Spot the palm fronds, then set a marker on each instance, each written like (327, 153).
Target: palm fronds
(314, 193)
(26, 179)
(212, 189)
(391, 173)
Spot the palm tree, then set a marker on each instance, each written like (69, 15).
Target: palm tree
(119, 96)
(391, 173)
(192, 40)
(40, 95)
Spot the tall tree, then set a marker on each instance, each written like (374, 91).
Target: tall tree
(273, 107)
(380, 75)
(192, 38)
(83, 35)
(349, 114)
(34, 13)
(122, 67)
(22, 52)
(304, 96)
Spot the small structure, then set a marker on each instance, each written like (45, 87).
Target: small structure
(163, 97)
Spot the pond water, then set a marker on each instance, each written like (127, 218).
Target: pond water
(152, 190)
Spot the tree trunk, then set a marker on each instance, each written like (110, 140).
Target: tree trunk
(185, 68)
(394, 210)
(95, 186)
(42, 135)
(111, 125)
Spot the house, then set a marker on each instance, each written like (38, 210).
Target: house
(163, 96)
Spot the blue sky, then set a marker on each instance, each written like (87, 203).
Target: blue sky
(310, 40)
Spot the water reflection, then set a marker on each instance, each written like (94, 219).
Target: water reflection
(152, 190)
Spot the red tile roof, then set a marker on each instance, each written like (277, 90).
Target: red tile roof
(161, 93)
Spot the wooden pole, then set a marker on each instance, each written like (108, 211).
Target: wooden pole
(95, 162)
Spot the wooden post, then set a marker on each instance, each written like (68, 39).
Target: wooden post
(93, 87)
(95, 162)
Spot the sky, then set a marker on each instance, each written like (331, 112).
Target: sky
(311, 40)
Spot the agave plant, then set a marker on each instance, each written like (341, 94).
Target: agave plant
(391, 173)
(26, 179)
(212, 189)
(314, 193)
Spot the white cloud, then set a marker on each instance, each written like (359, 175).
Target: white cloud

▸ TASK INSTRUCTIONS
From the listing, copy every line where the string "white" appears.

▸ WRITTEN RESPONSE
Spot the white cloud, then set a marker on each instance, each written like (359, 175).
Target: white cloud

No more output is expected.